◆ Brief
All material below is to be reproduced exactly.

◆ Data in this exercise
================

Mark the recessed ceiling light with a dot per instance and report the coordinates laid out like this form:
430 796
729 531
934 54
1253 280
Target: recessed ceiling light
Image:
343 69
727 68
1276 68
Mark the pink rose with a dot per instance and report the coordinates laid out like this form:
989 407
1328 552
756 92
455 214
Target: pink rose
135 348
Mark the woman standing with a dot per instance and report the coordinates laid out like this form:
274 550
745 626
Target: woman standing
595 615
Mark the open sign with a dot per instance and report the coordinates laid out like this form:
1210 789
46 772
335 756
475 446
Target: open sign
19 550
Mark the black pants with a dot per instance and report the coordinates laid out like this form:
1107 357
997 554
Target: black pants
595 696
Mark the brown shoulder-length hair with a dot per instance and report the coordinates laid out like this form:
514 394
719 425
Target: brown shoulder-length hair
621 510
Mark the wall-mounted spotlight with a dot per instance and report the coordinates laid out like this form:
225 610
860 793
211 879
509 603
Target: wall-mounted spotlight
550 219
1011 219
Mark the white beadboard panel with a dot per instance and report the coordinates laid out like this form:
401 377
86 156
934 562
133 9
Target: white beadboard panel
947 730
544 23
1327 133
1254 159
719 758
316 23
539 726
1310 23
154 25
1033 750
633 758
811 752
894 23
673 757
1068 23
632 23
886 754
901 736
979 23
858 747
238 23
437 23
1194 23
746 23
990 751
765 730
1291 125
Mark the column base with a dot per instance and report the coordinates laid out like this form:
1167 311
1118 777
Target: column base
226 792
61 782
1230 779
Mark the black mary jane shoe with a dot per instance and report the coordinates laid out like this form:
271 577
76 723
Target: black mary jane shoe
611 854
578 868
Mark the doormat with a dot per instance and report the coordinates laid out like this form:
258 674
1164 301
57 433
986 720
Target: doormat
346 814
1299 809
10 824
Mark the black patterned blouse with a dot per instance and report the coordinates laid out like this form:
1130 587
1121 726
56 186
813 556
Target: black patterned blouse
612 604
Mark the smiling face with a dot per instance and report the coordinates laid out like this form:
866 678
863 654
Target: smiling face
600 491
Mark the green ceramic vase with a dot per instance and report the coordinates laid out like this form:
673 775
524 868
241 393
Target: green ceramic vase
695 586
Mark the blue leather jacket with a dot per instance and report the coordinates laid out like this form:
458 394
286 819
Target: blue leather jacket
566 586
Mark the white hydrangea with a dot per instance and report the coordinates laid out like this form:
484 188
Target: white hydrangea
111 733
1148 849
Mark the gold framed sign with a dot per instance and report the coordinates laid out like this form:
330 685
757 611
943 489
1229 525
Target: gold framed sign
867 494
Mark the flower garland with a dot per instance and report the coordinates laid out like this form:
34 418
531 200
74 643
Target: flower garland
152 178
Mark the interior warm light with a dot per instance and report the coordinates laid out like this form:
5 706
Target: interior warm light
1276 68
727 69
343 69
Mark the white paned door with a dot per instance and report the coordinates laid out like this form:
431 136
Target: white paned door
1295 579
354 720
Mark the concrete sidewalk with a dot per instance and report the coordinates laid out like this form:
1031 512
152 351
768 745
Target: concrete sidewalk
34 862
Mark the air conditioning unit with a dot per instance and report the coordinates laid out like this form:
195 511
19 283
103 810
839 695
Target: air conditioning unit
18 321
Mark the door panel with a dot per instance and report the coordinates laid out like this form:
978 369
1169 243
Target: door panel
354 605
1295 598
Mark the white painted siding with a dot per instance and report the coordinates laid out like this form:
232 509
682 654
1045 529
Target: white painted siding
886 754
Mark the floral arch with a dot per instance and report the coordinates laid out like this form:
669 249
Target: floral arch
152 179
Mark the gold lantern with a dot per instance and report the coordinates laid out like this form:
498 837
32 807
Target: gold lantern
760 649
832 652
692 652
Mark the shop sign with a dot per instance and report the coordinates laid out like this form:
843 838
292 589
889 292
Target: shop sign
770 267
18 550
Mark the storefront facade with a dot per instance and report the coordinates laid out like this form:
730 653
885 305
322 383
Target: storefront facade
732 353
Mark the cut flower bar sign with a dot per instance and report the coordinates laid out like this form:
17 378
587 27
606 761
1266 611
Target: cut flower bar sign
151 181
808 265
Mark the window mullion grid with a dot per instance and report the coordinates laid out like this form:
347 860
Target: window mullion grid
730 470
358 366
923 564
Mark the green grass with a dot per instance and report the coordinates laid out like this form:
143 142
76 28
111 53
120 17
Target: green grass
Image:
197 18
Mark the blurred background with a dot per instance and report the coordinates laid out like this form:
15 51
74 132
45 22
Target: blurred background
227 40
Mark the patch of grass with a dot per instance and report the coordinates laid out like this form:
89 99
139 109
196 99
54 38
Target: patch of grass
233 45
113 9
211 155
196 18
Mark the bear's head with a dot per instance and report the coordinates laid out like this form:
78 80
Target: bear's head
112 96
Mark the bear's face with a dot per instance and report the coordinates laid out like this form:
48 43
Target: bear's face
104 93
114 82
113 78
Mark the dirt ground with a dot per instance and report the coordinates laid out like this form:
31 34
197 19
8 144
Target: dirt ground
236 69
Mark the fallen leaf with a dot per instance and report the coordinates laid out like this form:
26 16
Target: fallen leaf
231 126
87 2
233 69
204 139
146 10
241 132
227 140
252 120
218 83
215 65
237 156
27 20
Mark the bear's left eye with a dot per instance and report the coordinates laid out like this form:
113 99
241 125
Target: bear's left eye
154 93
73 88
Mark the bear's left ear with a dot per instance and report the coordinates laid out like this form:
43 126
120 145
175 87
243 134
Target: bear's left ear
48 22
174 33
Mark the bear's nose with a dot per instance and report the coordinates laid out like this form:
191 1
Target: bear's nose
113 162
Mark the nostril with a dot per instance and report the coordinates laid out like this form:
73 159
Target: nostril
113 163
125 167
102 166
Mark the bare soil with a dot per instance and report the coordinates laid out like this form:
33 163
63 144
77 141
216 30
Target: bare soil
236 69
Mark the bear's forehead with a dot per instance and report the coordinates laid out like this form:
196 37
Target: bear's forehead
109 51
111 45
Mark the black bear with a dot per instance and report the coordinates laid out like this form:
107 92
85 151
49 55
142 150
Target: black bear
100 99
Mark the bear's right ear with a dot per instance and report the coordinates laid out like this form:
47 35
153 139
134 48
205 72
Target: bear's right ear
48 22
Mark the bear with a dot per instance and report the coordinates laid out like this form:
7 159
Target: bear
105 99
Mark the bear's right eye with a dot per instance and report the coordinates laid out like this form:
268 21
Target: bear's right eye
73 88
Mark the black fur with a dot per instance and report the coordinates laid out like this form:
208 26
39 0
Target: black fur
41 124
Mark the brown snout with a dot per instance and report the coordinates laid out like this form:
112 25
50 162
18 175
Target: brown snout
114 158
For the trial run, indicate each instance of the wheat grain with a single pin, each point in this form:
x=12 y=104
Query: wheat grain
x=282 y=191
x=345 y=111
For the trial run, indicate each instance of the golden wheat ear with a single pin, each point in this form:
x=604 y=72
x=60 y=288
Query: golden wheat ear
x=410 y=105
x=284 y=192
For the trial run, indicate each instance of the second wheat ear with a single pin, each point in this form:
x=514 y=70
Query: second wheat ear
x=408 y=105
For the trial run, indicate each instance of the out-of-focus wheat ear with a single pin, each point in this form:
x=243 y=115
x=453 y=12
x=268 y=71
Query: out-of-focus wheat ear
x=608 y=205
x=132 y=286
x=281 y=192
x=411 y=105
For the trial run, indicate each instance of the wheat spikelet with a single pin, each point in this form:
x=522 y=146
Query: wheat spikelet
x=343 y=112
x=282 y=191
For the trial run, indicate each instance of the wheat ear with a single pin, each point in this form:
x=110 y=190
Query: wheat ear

================

◆ Output
Mark the recessed ceiling light with a dot per instance and report the coordinates laid out like this form:
430 796
729 531
934 54
1253 280
Target: recessed ceiling light
Image:
343 69
727 68
1276 68
Mark the pink rose with a dot per instance and report the coordinates laid out like this form:
989 407
1328 552
756 92
455 214
Target: pink rose
135 348
Mark the woman standing with a dot per instance and report the coordinates laid out like this form:
274 550
745 626
Target: woman standing
595 615
Mark the open sign with a dot per instance and report the coordinates laid out like this form:
1210 789
46 772
335 756
475 446
Target: open sign
19 550
Mark the black pants with a dot per instance and report the coordinates laid out like this form:
1107 357
997 554
Target: black pants
595 696
Mark the brown shoulder-length hair with a dot per instance and report the coordinates laid out like this form:
514 394
719 425
Target: brown shoulder-length hair
621 510
Mark the wall-mounted spotlight with a dot per instance and report the coordinates laid out like this form:
225 610
860 793
211 879
509 603
Target: wall-mounted spotlight
550 219
1011 219
Mark the white beadboard panel with a dot per instance and report the coordinates laid out like this form:
401 377
86 156
934 562
133 9
Target: white beadboard panel
947 730
544 23
1327 133
1254 159
719 758
316 23
539 726
1310 23
154 25
1033 750
633 758
811 752
894 23
673 757
1068 23
632 23
886 754
901 736
979 23
858 747
238 23
437 23
1194 23
746 23
990 751
765 730
1291 125
Mark the column base with a dot per instance and report the coordinates laid out like this form:
1167 311
1118 777
Target: column base
226 792
61 782
1230 779
Mark the black mary jane shoe with a dot per instance and report the coordinates laid out like this form:
271 577
76 723
Target: black mary jane shoe
611 854
578 868
Mark the doormat with a dot per instance and report the coordinates laid out like this form:
258 674
1164 301
57 433
986 720
Target: doormat
346 814
1299 809
10 824
Mark the black patterned blouse with a dot per instance and report the coordinates laid out like this form:
1130 587
1121 726
56 186
813 556
Target: black patterned blouse
612 604
Mark the smiling face with a dot per instance and report the coordinates laid out like this form:
866 678
863 654
Target: smiling face
600 491
Mark the green ceramic vase with a dot per instance and report the coordinates laid out like this form:
673 775
524 868
241 393
Target: green ceramic vase
695 586
Mark the blue leather jacket with a dot per instance and report the coordinates laid out like this form:
458 394
286 819
Target: blue leather jacket
566 586
Mark the white hydrangea with a dot per instance and report the coordinates laid out like this form:
484 188
Target: white hydrangea
111 733
1148 849
Mark the gold framed sign with a dot per instance and report the coordinates laid out like this form:
330 685
757 611
943 489
1229 525
Target: gold framed sign
867 494
Mark the flower garland with a dot per instance and report the coordinates laid out like this form:
34 418
531 200
74 643
Target: flower garland
152 178
Mark the interior warm light with a dot per instance and report the coordinates laid out like this form:
5 706
Target: interior warm light
1276 68
727 69
343 69
Mark the white paned door with a dot per instance and report the coordinates laid out like this form:
431 136
Target: white paned door
1295 579
354 720
Mark the concrete sidewalk with a dot per instance and report the coordinates laid out like this form:
1031 512
152 351
768 745
Target: concrete sidewalk
34 862
Mark the air conditioning unit with a dot per instance and report the coordinates laid out like this form:
195 511
19 283
103 810
839 695
Target: air conditioning unit
18 321
Mark the door panel with a dot per instance and report the coordinates laid out like this form:
978 369
1169 243
Target: door panel
354 605
1295 598
Mark the white painted siding with a dot per instance and report the coordinates laid out like this form:
232 509
682 654
1045 529
Target: white painted siding
886 754
Mark the floral arch with a dot per instance and report the coordinates laid out like this form:
669 249
Target: floral arch
152 179
Mark the gold lantern with a dot per instance and report the coordinates laid out like this form:
498 837
32 807
Target: gold lantern
760 649
832 652
692 652
Mark the shop sign with a dot per instance and report the coordinates laid out like this form:
843 838
292 589
889 292
Target: shop sign
770 267
18 550
Mark the storefront facade with a dot per instance and report the coordinates laid out like this form:
730 653
885 305
322 383
Target: storefront facade
732 353
Mark the cut flower bar sign with a dot per instance and report the coordinates laid out like this form:
17 378
587 27
606 761
1266 611
Target: cut flower bar sign
151 181
808 265
Mark the window mullion grid with a dot per instance and report the coordinates laid out like this form:
347 860
Target: window mullion grid
730 470
358 366
923 564
Mark the green grass with a dot per instance and report the coordinates laid out like this form:
143 142
76 28
111 53
120 17
Target: green grass
Image:
197 18
Mark the blurred background with a dot per instance and report the coordinates laid out like this form:
15 51
74 132
45 22
Target: blurred background
227 40
Mark the patch of grass with a dot per instance and report the coordinates laid out like this form:
89 99
139 109
196 99
54 38
Target: patch of grass
233 45
113 9
211 155
196 18
Mark the bear's head with a dot per instance and report the coordinates laid out like this form:
78 80
Target: bear's head
112 96
Mark the bear's face with a dot per instance and report the coordinates laid out like this form:
48 43
Target: bear's face
104 93
114 82
113 78
Mark the dirt ground with a dot per instance and report the coordinates laid out like this form:
31 34
197 19
8 144
Target: dirt ground
236 69
Mark the fallen leaf with a dot per instance and report the coordinates laid out like this form:
26 16
Target: fallen leaf
231 126
87 2
233 69
204 139
146 10
241 132
227 140
252 120
218 83
215 65
237 156
27 20
Mark the bear's left eye with a dot per instance and report the coordinates laid out like this form:
113 99
241 125
Target: bear's left eye
154 93
73 88
Mark the bear's left ear with a dot per instance and report the coordinates laid out like this form:
43 126
120 145
175 87
243 134
Target: bear's left ear
48 22
174 33
Mark the bear's nose with a dot per instance and report the coordinates laid out like this form:
191 1
Target: bear's nose
113 162
Mark the nostril with a dot per instance and report the coordinates laid out like this form:
73 159
Target: nostril
113 163
125 167
102 166
Mark the bare soil with a dot per instance and report the coordinates laid out like this form:
33 163
63 144
77 141
216 30
Target: bare soil
236 69
Mark the bear's forehead with a dot per instance and report the coordinates laid out like this form:
196 37
Target: bear's forehead
109 51
111 45
Mark the black bear with a dot per instance and report the coordinates laid out like this form:
107 92
85 151
49 55
142 150
Target: black bear
100 99
Mark the bear's right ear with a dot per instance and report the coordinates laid out like this form:
47 35
153 139
134 48
205 72
Target: bear's right ear
48 22
Mark the bear with a dot per instance and report the coordinates laid out like this form:
7 159
Target: bear
105 99
Mark the bear's right eye with a dot per instance and report the coordinates laid out like this form:
268 21
Target: bear's right eye
73 88
Mark the black fur with a dot per instance and report the coordinates laid out like this form:
208 26
39 0
Target: black fur
41 124
Mark the brown snout with a dot per instance and report the coordinates laid out like this form:
112 25
50 162
18 175
Target: brown snout
114 158
For the trial run, indicate each instance of the wheat grain with a single pin, each point in this form:
x=12 y=104
Query: wheat grain
x=282 y=191
x=345 y=111
For the trial run, indicate each instance of the golden wheat ear with a single pin, each point in this form:
x=604 y=72
x=60 y=288
Query: golden wheat ear
x=410 y=105
x=284 y=192
For the trial run, indicate each instance of the second wheat ear with a single pin, each point in this form:
x=514 y=70
Query: second wheat ear
x=408 y=105
For the trial run, indicate each instance of the out-of-focus wheat ear with a single pin, each point in this form:
x=243 y=115
x=453 y=12
x=268 y=71
Query: out-of-focus wheat ear
x=608 y=205
x=132 y=286
x=281 y=192
x=411 y=105
For the trial run, indicate each instance of the wheat spikelet with a single pin, each point in this form:
x=522 y=146
Query: wheat spikelet
x=343 y=112
x=282 y=191
For the trial run, indicate each instance of the wheat ear with a single pin, each point in this form:
x=110 y=190
Query: wheat ear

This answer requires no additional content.